• **STUDY QUESTIONS**
1. In the coronavirus and lifestyle article, reproduce everything from "Somehow, these bullet" down to "dying from coronavirus.", swapping "heart disease" for "cardiovascular disease".
2. According to the coronavirus and lifestyle article, what share of their calories do most Americans get from eating out?
3. Please extend the coronavirus and lifestyle article, picking up right after its final sentence.

• **DOCUMENT SECTION**

========

First, a quick coronavirus check-in:
• Most of us will get it.
• The majority of those who get it will recover just fine.
• We need to stay home now in order not to overwhelm our healthcare system all at once and cause more deaths due to lack of personnel or equipment.

Second, a quick preventive medicine check-in:

• The leading cause of death in the U.S. is heart disease.
• About 100 million Americans have diabetes or pre-diabetes.
• Nearly 40% of our population is obese and being obese is one of the biggest risk factors for getting heart disease and diabetes.

Somehow, these bullet points are related to each other. From international data, it looks like having diabetes or heart disease significantly increases your risk of dying from coronavirus.

So, is there any good news? Well, much of heart disease and diabetes is related to our lifestyle, and now that many of us are stuck at home, we have a chance to change our behavior. While school is suspended, gone are the days of running from work to pick up kids to kids’ activities to some drive through. Or perhaps you spent all day at work, getting a meal delivery or two, while practically chained to your desk. And while coronavirus is scary, the truth is that many more of us are at greater risk over the long term from our unhealthy lifestyles.

Most Americans get 30-50% of their calories from eating out, and that, quite frankly, is killing us. And it has nothing to do with coronavirus. We are consuming more calories than we should and eating more processed food than we ought to. Over the next weeks to months, life will be dramatically altered, but it doesn’t have to be all bad. We are being forced to slow down. And when it comes to food, slower can be better.

Enter the “slow food” movement which began several decades ago and encourages people across the world to slow down and cook from scratch. While that idea may have been untenable as we were running around from one obligation to the next, now people seem to be looking for ways to spend their spare time away from crowds. Should we read more? Exercise? Netflix and chill? Or perhaps, cook?

========

• **INFORMATION PROVIDED**
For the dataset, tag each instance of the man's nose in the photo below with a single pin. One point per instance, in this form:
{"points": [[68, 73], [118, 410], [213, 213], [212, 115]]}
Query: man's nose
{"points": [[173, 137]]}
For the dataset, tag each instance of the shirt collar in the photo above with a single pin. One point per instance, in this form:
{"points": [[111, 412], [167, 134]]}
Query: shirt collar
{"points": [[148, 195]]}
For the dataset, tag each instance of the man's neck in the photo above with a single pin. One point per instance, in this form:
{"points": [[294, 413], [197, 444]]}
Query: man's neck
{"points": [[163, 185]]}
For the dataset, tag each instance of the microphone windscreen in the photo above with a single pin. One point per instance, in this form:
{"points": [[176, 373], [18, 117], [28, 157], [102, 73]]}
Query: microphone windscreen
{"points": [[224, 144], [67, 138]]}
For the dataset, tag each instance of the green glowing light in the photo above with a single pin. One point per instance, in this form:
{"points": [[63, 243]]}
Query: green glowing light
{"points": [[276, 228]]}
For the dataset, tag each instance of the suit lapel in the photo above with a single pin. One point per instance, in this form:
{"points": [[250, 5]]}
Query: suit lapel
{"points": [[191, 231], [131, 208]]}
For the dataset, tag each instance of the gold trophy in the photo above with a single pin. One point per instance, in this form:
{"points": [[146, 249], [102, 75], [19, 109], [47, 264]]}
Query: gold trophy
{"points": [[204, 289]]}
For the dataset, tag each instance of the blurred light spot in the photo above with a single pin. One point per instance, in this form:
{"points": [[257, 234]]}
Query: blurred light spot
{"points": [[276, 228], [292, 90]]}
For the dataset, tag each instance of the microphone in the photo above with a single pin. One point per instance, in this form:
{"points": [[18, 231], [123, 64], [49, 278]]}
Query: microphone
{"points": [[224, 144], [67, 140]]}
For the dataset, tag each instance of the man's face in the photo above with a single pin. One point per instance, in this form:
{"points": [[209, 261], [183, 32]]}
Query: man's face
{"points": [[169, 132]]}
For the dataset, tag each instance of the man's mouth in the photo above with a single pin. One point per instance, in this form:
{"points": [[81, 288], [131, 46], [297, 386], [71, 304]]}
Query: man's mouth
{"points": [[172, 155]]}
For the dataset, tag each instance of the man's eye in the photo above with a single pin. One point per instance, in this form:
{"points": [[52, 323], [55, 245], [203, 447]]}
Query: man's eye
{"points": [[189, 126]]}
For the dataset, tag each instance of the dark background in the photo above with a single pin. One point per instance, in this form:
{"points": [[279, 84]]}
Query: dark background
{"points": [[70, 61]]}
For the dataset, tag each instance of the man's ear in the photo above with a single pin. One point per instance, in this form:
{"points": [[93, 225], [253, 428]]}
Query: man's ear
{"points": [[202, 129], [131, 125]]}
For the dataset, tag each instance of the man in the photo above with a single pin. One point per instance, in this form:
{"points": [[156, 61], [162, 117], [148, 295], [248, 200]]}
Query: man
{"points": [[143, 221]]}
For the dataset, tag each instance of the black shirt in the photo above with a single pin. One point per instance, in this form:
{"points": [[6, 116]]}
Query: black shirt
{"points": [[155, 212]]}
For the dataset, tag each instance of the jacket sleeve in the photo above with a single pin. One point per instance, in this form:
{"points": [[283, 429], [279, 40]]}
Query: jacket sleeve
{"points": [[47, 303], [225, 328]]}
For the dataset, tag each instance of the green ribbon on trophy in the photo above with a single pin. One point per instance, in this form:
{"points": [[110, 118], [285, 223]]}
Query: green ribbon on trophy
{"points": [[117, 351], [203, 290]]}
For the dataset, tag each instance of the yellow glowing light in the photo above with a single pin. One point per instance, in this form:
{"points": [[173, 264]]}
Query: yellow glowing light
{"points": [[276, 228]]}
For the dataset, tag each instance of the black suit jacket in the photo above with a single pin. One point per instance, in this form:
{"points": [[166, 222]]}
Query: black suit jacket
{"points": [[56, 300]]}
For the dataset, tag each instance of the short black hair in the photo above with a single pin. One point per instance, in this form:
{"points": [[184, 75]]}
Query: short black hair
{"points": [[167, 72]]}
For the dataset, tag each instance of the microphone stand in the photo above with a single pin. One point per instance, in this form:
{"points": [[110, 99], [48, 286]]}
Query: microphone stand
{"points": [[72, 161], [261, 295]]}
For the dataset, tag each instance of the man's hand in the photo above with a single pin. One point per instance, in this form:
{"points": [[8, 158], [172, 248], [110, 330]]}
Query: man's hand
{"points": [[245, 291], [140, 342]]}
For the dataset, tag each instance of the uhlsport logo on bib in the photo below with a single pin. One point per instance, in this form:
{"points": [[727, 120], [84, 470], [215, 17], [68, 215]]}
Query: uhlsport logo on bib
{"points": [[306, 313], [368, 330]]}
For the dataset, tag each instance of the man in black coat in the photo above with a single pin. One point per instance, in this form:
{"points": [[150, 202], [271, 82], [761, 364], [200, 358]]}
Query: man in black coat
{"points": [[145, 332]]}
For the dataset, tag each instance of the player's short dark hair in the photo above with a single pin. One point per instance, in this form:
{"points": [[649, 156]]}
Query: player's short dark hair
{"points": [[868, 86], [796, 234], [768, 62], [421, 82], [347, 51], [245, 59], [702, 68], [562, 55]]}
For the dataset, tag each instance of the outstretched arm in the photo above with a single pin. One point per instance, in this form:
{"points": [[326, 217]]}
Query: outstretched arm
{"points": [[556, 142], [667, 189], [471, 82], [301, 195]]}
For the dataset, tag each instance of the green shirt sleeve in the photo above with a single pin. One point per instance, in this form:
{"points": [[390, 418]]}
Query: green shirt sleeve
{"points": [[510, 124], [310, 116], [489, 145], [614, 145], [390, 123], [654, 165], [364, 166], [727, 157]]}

========

• **TASK ANSWERS**
1.
Somehow, these bullet points are related to each other. From international data, it looks like having diabetes or cardiovascular disease significantly increases your risk of dying from coronavirus.

2. Most Americans get 30-50% of their calories from eating out.

3.
While reading, exercising, and watching more T.V. (or whatever “Netflix and chill” means to you) might be intuitive, sadly, many of us have forgotten how to cook. Luckily, we have YouTube. My children have taught me that you can learn how to do virtually anything by watching YouTube, and cooking is no different.

Many people consider themselves “bad” cooks because they never learned how and quickly become discouraged when things don’t turn out perfectly the first time. But cooking, like anything else, is a skill, and practice makes perfect (or at least edible). Start with small, easy projects. Grill a chicken breast or make a simple sauce. Don’t become disappointed if things don’t initially taste as good as your local take-out place. You will learn and get better if you keep trying. And honestly, you will need to use salt and butter or oil. You just will. It’s okay. My grandmother told me I had to if I wanted anyone to eat what I made, and she wasn’t wrong.

Almost anything you make at home, even with salt and butter, will be healthier than what you would eat out (they are using much more than you ever would at home). Start with fresh ingredients and stay as additive-free as possible. The closer to the Earth you eat, the better it is for you. The Mediterranean Diet gets a lot of press for being healthy, and it is, but the truth is that any so-called traditional diet that focuses on whole ingredients, is pretty good for you. So, make what you like—Italian, Chinese, Latin American, Caribbean cuisine, or something completely different. But make it from scratch. And use lots of veggies.   

The coronavirus will be a bad memory in a year or two. All that will remain are the lessons it taught us. Hopefully, we will have learned how to better prepare, how to look out for one another more, and how to keep our cool in a crisis. And just maybe, we will have also discovered how to live healthier by learning a few signature meals we can invite friends over to share.